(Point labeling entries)
╔══

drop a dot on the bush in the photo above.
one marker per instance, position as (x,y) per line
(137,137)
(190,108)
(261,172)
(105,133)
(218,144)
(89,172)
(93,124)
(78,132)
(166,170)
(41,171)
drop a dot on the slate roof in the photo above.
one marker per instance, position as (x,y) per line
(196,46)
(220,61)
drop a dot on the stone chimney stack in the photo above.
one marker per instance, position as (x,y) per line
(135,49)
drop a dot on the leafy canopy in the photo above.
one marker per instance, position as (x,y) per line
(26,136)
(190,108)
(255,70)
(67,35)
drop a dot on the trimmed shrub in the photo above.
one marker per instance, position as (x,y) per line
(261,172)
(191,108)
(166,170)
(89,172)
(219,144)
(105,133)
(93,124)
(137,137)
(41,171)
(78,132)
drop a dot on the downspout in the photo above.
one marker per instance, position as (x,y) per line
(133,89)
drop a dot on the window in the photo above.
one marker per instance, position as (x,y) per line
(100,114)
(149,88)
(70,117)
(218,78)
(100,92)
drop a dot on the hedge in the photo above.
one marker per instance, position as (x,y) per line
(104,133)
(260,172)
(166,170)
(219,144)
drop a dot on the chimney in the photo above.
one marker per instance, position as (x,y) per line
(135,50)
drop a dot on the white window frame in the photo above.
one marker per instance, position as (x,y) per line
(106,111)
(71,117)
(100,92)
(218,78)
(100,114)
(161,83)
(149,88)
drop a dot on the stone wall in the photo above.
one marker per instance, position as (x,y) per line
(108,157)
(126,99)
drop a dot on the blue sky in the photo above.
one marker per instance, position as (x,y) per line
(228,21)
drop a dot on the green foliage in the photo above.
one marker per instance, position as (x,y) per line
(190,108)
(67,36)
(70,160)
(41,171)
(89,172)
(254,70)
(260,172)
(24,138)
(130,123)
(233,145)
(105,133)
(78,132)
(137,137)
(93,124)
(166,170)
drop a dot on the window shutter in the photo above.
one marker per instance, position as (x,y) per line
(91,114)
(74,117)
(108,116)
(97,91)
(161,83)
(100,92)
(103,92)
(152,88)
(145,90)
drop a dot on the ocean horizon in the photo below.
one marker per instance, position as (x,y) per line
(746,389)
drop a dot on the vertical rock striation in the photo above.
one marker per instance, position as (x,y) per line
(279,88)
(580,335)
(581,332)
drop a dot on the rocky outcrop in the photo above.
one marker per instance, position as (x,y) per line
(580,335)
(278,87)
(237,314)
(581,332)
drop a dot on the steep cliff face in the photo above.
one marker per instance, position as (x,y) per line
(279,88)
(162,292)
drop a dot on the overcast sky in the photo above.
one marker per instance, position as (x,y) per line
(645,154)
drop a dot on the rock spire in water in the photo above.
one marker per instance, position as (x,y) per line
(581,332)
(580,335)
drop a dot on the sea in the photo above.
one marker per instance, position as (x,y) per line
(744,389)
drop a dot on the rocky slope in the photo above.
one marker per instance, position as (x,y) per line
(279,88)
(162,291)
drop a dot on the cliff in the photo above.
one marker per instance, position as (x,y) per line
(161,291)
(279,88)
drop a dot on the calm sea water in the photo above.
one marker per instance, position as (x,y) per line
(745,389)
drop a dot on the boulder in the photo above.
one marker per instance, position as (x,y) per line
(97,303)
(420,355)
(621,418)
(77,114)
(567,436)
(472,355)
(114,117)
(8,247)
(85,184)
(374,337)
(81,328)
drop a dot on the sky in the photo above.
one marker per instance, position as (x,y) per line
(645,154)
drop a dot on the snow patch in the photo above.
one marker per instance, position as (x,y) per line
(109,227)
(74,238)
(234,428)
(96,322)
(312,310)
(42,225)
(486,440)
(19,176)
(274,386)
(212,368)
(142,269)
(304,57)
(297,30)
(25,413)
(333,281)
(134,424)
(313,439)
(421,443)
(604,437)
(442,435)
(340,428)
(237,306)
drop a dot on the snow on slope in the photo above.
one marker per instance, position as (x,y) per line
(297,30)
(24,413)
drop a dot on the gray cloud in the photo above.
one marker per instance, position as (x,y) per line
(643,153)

╚══

**WHAT THE EXERCISE ASKS:**
Update the entries from the line containing "drop a dot on the snow patch" through the end of the entries, replacing every "marker" with "point" and keeping everything else unchanged.

**WRITTEN ANSWER:**
drop a dot on the snow patch in the photo above.
one point per instance, position as (x,y) per line
(109,227)
(74,238)
(234,428)
(96,322)
(312,310)
(42,225)
(486,440)
(19,176)
(274,386)
(212,368)
(142,269)
(304,57)
(297,30)
(25,413)
(333,281)
(134,424)
(313,439)
(421,443)
(604,437)
(442,435)
(340,428)
(237,306)
drop a dot on the snow on slope in the photo above.
one point per instance, position as (x,y) per line
(297,30)
(24,413)
drop a dot on the gray cloud in the photo above.
one point per instance, position as (x,y) per line
(643,153)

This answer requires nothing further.